AUFGABE
Bearbeite die folgenden Zeilen, indem du überall „pixel coordinates“ durch „pixel positions“ ersetzt. Alles andere bleibt unverändert.

[Extrahierte Zeilen]
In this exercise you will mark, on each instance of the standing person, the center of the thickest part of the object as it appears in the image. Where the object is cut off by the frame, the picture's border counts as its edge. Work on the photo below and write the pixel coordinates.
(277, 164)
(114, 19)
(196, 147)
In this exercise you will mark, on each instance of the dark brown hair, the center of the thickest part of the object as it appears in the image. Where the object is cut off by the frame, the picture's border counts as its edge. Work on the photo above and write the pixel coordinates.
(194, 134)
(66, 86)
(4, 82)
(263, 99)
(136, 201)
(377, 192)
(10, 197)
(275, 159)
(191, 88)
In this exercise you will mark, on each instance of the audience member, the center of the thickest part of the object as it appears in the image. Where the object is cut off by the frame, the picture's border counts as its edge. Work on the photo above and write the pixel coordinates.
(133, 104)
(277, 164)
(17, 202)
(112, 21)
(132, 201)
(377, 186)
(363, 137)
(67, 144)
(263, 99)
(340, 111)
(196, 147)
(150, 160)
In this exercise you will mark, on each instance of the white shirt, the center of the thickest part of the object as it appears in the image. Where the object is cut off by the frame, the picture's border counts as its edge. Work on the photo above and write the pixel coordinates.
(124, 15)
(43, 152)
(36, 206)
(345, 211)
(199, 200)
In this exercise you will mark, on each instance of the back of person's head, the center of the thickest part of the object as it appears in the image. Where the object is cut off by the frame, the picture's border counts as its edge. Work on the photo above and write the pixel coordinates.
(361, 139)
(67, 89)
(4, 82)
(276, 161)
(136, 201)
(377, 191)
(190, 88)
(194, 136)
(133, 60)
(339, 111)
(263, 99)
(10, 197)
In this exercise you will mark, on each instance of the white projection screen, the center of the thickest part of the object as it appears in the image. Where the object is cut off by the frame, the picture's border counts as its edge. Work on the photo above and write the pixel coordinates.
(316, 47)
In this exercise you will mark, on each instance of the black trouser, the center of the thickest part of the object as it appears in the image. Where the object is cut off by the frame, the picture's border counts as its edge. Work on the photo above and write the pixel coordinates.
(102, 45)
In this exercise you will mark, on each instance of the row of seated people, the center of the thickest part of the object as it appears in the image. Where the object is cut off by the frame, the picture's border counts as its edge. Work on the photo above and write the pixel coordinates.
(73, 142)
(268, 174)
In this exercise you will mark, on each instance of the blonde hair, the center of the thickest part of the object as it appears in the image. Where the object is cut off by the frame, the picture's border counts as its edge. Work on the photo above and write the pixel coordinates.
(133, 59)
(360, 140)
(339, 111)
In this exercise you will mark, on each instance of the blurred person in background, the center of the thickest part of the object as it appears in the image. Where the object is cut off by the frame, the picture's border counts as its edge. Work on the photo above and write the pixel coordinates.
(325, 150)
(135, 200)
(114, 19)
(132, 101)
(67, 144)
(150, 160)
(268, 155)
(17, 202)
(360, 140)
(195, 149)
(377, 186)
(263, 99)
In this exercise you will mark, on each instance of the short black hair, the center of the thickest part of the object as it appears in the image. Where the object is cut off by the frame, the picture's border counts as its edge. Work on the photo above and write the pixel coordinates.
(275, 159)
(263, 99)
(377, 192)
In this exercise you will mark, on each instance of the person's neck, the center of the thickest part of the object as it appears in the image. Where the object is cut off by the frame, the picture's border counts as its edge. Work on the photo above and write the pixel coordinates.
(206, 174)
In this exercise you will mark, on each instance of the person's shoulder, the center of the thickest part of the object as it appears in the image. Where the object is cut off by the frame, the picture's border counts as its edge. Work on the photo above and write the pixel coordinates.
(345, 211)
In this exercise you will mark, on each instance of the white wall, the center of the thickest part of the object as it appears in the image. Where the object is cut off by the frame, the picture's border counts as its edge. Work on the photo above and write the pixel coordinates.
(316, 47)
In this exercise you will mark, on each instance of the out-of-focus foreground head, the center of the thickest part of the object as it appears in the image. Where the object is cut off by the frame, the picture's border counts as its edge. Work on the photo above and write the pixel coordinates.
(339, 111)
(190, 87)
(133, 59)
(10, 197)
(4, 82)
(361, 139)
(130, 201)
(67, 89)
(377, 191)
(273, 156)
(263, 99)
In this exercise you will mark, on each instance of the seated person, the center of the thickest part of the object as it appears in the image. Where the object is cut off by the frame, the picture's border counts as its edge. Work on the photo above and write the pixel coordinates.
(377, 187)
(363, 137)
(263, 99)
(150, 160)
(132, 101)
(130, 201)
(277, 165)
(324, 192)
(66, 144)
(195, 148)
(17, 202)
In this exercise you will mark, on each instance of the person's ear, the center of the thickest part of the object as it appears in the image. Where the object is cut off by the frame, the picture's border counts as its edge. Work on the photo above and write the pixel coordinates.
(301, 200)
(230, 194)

ERLEDIGTE AUFGABE
In this exercise you will mark, on each instance of the standing person, the center of the thickest part of the object as it appears in the image. Where the object is cut off by the frame, the picture's border counts as its edge. Work on the photo below and write the pixel positions.
(277, 164)
(114, 19)
(196, 147)
In this exercise you will mark, on each instance of the dark brown hair, the center of the thickest part of the object as it appears in the image. Where the object is cut off by the frame, the picture's border counts as its edge. Work on the photo above and write the pixel positions.
(194, 134)
(66, 86)
(4, 82)
(263, 99)
(136, 201)
(377, 192)
(10, 197)
(275, 159)
(191, 88)
In this exercise you will mark, on each instance of the audience member, the center of the thickest part of the object as it appears in the image. Where the object is cut off by the frame, the picture's border counts as its edge. Work on the photo above and write the pixel positions.
(133, 104)
(277, 164)
(17, 202)
(112, 21)
(132, 201)
(377, 186)
(363, 137)
(67, 144)
(263, 99)
(340, 111)
(196, 147)
(150, 160)
In this exercise you will mark, on each instance of the white shirt, the center of the thickest part of the object as it appears in the image. Where the object is cut off by the frame, the picture's border counts as its edge. Work on the photo above and write the pixel positions.
(124, 15)
(43, 152)
(36, 206)
(345, 211)
(199, 200)
In this exercise you will mark, on each instance of the back of person's head, the center of the thickest part of the object as it appears in the image. Where the object is cut off by the frame, the picture's border counts as its edge. Work on the photo above and write the pixel positions.
(361, 139)
(67, 89)
(4, 82)
(276, 161)
(136, 201)
(377, 191)
(190, 88)
(194, 136)
(133, 60)
(339, 111)
(263, 99)
(10, 197)
In this exercise you will mark, on each instance of the white projection screen, the center of the thickest part of the object as it appears in the image. Where the object is cut off by the frame, the picture's border counts as its edge. Work on the photo above and write the pixel positions.
(316, 47)
In this exercise you will mark, on each instance of the black trouser, the center of the thickest part of the object as it appears in the image. Where the object is cut off by the frame, the picture's border counts as its edge. Work on the photo above and write the pixel positions.
(102, 45)
In this exercise you will mark, on each instance of the row of seated people, the center of the thickest part of the object as it appears in the image. Where the object is cut off by the frame, the picture's border counts as its edge. Work on the photo above and write the pixel positions.
(73, 142)
(268, 174)
In this exercise you will mark, on each instance of the blonde hair, the center of the thickest part of the object as it appears in the image. Where the object is cut off by the frame, the picture's border counts as its edge. Work on the photo above and write the pixel positions.
(133, 59)
(360, 140)
(339, 111)
In this exercise you will mark, on each instance of the blurred person in background, the center of the thickest part of the object as it appears in the image. Where the object is cut off by the frame, the picture's border counts as its edge. Work on the photo above and write the pixel positions.
(325, 150)
(135, 200)
(114, 19)
(132, 101)
(67, 144)
(150, 160)
(268, 155)
(17, 202)
(360, 140)
(195, 149)
(377, 186)
(263, 99)
In this exercise you will mark, on each instance of the short black hair, the center of the thickest part of the object as it appears in the image. Where the object is cut off by the frame, the picture's border counts as its edge. Work on the photo above and write the pixel positions.
(275, 159)
(263, 99)
(377, 192)
In this exercise you will mark, on each instance of the person's neck, the center of the thickest part of the object as it appears in the image. Where the object is cut off by the frame, the picture's border counts as its edge. Work on the photo above and write the pixel positions.
(206, 174)
In this exercise you will mark, on each instance of the person's shoulder, the center of the thickest part of the object as it appears in the image. Where the object is cut off by the frame, the picture's border counts as its edge. Work on the photo above and write the pixel positions.
(345, 211)
In this exercise you will mark, on each instance of the white wall, the center of the thickest part of the object as it appears in the image. Where the object is cut off by the frame, the picture's border counts as its edge. Work on the photo above and write the pixel positions.
(316, 47)
In this exercise you will mark, on each instance of the out-of-focus foreground head, the center of the thickest part of the object as it appears in the image. Where the object is cut off by the frame, the picture's border counts as its edge. Work on the photo above and write the pixel positions.
(339, 111)
(190, 87)
(133, 59)
(10, 197)
(4, 82)
(361, 139)
(130, 201)
(67, 89)
(377, 191)
(273, 156)
(263, 99)
In this exercise you will mark, on each instance of the seated person, the center of the thickest part of the object as it appears in the image. Where the object is cut off by the frame, the picture's border counts as its edge. Work on the photo above and write the pixel positions.
(377, 187)
(363, 137)
(263, 99)
(150, 160)
(132, 101)
(130, 201)
(277, 165)
(324, 192)
(66, 144)
(195, 148)
(17, 202)
In this exercise you will mark, on each instance of the person's ear, the center of the thickest part of the object as it appears in the image. Where the object is cut off by the frame, the picture's border counts as its edge. Work on the photo above and write the pixel positions.
(301, 200)
(230, 194)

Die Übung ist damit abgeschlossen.